Exercise -> When you reach the line containing "Target: patch of dirt" in the data below, begin returning lines exactly as written, and stop once the line containing "[(125, 18), (2, 64), (462, 212)]" has been returned.

┄┄┄┄┄┄

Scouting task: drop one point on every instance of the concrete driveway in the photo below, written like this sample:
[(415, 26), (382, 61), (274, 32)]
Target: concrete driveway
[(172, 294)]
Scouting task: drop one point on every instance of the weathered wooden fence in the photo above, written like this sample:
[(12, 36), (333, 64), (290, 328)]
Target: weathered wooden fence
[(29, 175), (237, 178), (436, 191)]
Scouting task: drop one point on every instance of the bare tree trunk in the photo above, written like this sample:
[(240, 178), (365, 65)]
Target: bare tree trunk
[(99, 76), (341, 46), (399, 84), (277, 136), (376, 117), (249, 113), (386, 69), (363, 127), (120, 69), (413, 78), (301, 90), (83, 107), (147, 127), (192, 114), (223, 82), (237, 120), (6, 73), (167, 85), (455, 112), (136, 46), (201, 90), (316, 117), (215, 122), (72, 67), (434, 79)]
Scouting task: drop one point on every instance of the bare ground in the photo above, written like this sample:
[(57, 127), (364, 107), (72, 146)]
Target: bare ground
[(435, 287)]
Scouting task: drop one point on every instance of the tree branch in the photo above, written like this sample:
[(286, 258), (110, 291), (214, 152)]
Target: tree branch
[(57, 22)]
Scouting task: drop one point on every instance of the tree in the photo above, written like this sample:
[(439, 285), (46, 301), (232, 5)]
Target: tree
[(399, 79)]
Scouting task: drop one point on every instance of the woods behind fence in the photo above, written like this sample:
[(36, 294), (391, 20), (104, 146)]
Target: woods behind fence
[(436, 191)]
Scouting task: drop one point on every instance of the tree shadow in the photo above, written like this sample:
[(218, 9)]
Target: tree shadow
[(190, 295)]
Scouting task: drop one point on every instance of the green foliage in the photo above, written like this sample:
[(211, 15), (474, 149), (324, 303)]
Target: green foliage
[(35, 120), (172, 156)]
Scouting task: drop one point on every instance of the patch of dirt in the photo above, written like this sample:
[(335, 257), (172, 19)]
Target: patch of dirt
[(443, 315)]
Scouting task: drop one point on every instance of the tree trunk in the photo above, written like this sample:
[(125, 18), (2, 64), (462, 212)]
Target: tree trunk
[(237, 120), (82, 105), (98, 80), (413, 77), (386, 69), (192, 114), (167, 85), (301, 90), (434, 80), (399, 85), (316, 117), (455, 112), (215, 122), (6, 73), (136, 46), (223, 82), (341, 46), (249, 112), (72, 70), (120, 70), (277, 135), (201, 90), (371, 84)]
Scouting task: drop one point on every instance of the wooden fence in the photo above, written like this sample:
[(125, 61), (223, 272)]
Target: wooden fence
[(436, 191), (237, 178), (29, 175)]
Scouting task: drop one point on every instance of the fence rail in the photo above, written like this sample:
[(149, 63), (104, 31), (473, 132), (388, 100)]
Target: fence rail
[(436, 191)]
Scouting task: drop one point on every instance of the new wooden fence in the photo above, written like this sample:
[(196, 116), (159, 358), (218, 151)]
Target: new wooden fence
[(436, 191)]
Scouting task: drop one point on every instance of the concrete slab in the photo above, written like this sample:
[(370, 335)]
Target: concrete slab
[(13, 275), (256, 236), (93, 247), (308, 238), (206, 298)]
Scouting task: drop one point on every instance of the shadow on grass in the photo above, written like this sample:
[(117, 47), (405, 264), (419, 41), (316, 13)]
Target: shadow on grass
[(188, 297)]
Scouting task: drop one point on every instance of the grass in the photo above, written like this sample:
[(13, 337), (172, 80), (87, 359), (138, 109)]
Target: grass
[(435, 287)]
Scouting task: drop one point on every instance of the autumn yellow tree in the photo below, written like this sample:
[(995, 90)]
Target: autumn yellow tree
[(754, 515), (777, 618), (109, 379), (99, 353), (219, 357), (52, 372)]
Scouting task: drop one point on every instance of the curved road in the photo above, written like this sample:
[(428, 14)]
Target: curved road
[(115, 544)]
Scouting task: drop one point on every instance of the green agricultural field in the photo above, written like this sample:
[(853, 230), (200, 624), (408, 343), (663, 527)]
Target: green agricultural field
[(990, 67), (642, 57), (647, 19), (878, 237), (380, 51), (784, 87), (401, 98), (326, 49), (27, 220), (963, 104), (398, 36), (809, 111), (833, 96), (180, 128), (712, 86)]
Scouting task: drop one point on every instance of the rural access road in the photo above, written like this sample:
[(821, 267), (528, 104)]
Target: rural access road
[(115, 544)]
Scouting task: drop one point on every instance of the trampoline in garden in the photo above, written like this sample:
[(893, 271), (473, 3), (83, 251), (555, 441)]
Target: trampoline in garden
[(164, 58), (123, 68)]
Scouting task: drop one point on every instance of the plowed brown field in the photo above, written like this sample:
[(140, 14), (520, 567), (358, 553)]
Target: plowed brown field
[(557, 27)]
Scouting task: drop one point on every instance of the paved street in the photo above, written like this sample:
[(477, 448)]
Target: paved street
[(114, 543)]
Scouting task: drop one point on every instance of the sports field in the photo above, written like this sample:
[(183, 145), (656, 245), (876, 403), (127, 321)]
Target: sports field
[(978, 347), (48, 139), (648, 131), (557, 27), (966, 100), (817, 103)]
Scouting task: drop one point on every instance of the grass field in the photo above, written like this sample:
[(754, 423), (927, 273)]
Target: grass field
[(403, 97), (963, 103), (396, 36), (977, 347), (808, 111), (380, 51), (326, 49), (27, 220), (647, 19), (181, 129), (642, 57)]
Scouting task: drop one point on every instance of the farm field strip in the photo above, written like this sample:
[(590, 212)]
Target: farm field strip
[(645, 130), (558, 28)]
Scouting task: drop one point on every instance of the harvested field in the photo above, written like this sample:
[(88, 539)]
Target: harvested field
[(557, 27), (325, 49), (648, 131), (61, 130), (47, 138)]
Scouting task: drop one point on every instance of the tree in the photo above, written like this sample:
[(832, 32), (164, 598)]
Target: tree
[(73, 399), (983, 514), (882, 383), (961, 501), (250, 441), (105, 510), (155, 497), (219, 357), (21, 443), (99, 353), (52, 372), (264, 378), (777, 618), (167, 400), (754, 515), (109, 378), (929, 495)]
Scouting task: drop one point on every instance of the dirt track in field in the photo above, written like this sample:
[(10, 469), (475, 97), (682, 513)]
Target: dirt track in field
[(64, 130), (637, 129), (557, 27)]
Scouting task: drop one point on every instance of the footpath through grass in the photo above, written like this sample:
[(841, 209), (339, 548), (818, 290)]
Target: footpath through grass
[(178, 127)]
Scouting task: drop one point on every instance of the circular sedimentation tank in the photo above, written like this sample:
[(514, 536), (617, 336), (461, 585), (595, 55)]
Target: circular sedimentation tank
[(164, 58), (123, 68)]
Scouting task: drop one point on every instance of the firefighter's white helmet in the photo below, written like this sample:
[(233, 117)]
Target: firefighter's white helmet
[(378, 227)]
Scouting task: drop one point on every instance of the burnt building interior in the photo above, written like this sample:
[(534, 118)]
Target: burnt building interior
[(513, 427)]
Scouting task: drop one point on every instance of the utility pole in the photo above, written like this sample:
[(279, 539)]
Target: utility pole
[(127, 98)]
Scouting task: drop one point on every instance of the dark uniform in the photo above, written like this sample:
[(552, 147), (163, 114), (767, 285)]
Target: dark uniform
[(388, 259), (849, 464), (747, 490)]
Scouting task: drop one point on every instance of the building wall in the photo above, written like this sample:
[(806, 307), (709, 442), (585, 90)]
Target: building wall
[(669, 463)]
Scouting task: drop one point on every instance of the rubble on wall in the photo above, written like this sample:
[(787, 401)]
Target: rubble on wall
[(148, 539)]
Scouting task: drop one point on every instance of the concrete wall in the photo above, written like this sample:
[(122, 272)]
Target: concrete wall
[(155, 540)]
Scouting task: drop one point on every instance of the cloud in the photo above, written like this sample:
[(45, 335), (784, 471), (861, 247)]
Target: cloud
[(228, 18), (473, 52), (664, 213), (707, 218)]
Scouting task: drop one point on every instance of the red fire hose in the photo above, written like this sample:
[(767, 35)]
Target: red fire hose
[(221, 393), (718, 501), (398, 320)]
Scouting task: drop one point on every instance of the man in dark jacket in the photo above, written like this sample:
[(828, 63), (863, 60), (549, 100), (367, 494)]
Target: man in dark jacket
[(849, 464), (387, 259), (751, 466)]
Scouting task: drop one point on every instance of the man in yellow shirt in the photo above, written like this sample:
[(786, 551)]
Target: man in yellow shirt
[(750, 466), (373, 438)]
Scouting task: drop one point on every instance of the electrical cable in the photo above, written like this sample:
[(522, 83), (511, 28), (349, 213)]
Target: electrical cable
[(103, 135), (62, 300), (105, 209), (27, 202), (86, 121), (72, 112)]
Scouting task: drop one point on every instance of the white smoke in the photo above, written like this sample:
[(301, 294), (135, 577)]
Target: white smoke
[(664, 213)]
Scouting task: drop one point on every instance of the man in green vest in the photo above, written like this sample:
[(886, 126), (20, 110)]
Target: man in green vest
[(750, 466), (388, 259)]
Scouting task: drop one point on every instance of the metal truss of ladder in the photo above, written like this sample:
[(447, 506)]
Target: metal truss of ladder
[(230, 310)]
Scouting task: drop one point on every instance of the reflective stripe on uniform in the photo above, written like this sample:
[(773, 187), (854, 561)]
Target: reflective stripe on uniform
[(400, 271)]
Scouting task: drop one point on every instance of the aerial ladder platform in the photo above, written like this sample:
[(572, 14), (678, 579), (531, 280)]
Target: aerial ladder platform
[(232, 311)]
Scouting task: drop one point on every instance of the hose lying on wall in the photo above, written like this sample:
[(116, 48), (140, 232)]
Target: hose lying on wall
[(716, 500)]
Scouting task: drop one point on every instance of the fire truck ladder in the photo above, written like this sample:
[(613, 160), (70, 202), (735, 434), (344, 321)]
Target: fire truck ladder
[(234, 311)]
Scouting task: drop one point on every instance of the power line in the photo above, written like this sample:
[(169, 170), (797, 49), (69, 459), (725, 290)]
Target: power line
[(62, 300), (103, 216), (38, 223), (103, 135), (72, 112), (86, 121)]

┄┄┄┄┄┄

Output below ->
Target: patch of dirt
[(443, 315)]
Scouting task: drop one point on every instance of the tree trunk in the photo above, written like this sample:
[(125, 18), (2, 64), (462, 212)]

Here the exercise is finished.